• SELECTED EXTRACT:
━━━━━━━━━━━━━━━━
- Associated Press - Wednesday, September 24, 2014

BILLINGS, Mont. (AP) - Attorneys for the Montana Department of Justice asked the state Supreme Court on Wednesday to reject a Colorado man’s petition to be declared unfit to stand trial in the oil-patch murder of a high school math teacher.

Mental-health experts for both the prosecution and defense have agreed that defendant Michael Keith Spell, 25, is mentally disabled - a finding that spared him a potential death sentence in the January 2012 death of Sherry Arnold, 43.

But the prosecution has dug in against Spell’s attempts to be declared incompetent after he petitioned the Supreme Court to intervene in the case.

Assistant Attorney General Tammy Plubell wrote in a Wednesday response to Spell’s petition that his disability is only one factor to consider when deciding if he is unfit for trial.

She said Spell showed his competency during a two-month evaluation last winter at the state mental hospital in Warm Springs. Plubell cited his interactions with other patients and hospital staff and said Spell showed a higher degree of functioning than his attorneys have asserted.

“An intellectual disability does not necessarily render a person unfit to stand trial,” she said. “It is critical to also evaluate a defendant’s functional ability, or how a person handles life’s common demands.”

A Nov. 17 trial is scheduled. Spell could spend life in prison if convicted in Arnold’s murder.

Defense attorney Al Avignone said Wednesday that he had not yet seen the state’s arguments. But he said that observations of Spell performing daily tasks while at Warm Springs wouldn’t reveal the extent of his mental shortcomings.
━━━━━━━━━━━━━━━━
• MATERIAL SHOWN:
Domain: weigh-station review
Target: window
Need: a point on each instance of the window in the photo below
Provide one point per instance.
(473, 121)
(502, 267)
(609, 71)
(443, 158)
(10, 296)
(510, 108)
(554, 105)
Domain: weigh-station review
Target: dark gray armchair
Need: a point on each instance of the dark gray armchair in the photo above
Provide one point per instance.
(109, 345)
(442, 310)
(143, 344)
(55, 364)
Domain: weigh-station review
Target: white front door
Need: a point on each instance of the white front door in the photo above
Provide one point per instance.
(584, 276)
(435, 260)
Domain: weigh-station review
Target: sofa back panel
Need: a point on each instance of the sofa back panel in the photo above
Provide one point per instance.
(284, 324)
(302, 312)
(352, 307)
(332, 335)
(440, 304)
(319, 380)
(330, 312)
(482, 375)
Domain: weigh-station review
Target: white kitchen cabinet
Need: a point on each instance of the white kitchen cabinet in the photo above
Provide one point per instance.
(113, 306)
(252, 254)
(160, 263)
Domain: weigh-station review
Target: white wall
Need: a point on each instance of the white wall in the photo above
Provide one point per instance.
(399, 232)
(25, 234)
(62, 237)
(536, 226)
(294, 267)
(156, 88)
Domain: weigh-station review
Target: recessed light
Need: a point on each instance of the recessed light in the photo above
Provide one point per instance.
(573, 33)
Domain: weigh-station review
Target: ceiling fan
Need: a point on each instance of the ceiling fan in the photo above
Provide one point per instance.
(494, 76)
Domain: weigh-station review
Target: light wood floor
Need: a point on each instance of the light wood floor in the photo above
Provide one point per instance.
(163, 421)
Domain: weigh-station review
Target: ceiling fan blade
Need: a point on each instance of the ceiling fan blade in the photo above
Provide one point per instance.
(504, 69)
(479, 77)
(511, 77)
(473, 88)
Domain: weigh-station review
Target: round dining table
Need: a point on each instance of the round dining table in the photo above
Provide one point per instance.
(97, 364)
━━━━━━━━━━━━━━━━
• REQUIRED ACTION A: Using the news article about Michael Keith Spell's competency case, decide whether each statement agrees with it. (i) Spell's trial is scheduled for November 17. (ii) Only the defense's experts found Spell mentally disabled. (iii) Al Avignone had already reviewed the state's arguments when he spoke Wednesday.
• REQUIRED ACTION B: Write the next part of the news article about Michael Keith Spell's competency case, picking up right after its final sentence.

• EXERCISE ANSWER A:
(i) Yes: "A Nov. 17 trial is scheduled."
(ii) No: "Mental-health experts for both the prosecution and defense have agreed that defendant Michael Keith Spell, 25, is mentally disabled"
(iii) No: "he had not yet seen the state’s arguments"

• EXERCISE ANSWER B:
“Basically, they put their thumb up, looked at Mr. Spell and said, ‘Yep, he’s fit,’ ” Avignone said. “Assisting counsel in the defense of a complex deliberate homicide case is a whole other matter and requires much more complex conceptual thinking.”

In May, state District Judge Richard Simonton sided with the conclusions of Dr. Virginia Hill, a psychiatrist from the state mental hospital in Warm Springs who evaluated Spell. She said Spell had matured mentally since being ruled mentally incompetent in a previous legal proceeding in Colorado and he had benefited from being off drugs since his arrest in Arnold’s death.

Arnold disappeared while on a morning jog in January 2012. Her body was found more than two months later in a shallow grave in nearby North Dakota at the center of the Bakken oil boom.

Co-defendant Lester Van Waters Jr. pleaded guilty in a deal with prosecutors that calls for him to testify against Spell.